-- SERIE DI COMPITI --
1. Ricopia dal brano sul telelavoro dei frontalieri il passo da "Un ennesimo fulmine" a "il proprio reddito!".
2. Rispondi in breve a queste domande sul brano sul telelavoro dei frontalieri:
(a) Da quale data un frontaliere diventa tassabile in Italia su tutto il reddito svizzero?
(b) Di quale anno è l'Accordo sulla tassazione dei frontalieri?
(c) Su quale principio si basa l'interpretazione dell'Agenzia delle Entrate?

═════ BRANO DI TESTO

Telelavoro dei frontalieri: la follia dell’erario italiano
Dal 1. febbraio 2023 si diventa tassabili su tutto il reddito svizzero.
Un ennesimo fulmine a ciel sereno scuote il mondo dei frontalieri e in particolare coloro che desiderano svolgere una parte della propria attività in telelavoro.
Rispondendo ad un apposito interpello, l’Agenzia delle Entrate ha emesso ieri un parere spietato che accende la rabbia (e l’incredulità) delle parti sociali, delle aziende e soprattutto dei lavoratori.
La sentenza espressa dall’erario italiano è netta: dal 1. febbraio 2023 se un frontaliere residente nei Comuni di confine farà anche un solo giorno intero di telelavoro diventerà tassabile in Italia su tutto il proprio reddito!
L’interpretazione fornita dall’Agenzia delle Entrate si basa sul principio della violazione del «rientro giornaliero». Questo elemento è infatti da sempre una condizione necessaria per poter beneficiare della tassazione esclusiva del reddito da lavoro in Svizzera in base a quanto previsto dall’Accordo sulla tassazione dei frontalieri del 1974. L’Agenzia ha ora deciso di interpretare questo criterio alla lettera (con un formalismo che distrugge ogni buonsenso). Secondo l’erario con il telelavoro di fatto il frontaliere interrompe questo meccanismo e questo lo porrebbe fuori dal dettato dell’Accordo del 1974, facendolo rientrare nella più generale Convenzione contro le doppie imposizioni.

══════════
═════ MATERIALE DISPONIBILE

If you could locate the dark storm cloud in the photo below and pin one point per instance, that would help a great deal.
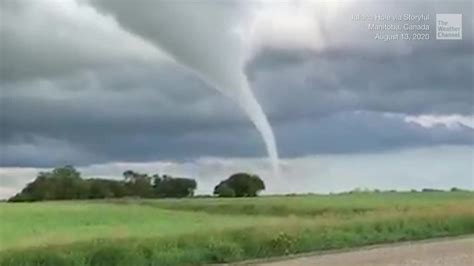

══════════

-- SOLUZIONI DEI COMPITI --
1.
Un ennesimo fulmine a ciel sereno scuote il mondo dei frontalieri e in particolare coloro che desiderano svolgere una parte della propria attività in telelavoro.
Rispondendo ad un apposito interpello, l’Agenzia delle Entrate ha emesso ieri un parere spietato che accende la rabbia (e l’incredulità) delle parti sociali, delle aziende e soprattutto dei lavoratori.
La sentenza espressa dall’erario italiano è netta: dal 1. febbraio 2023 se un frontaliere residente nei Comuni di confine farà anche un solo giorno intero di telelavoro diventerà tassabile in Italia su tutto il proprio reddito!

2.
(a) Dal 1. febbraio 2023.
(b) Del 1974.
(c) Sul principio della violazione del «rientro giornaliero».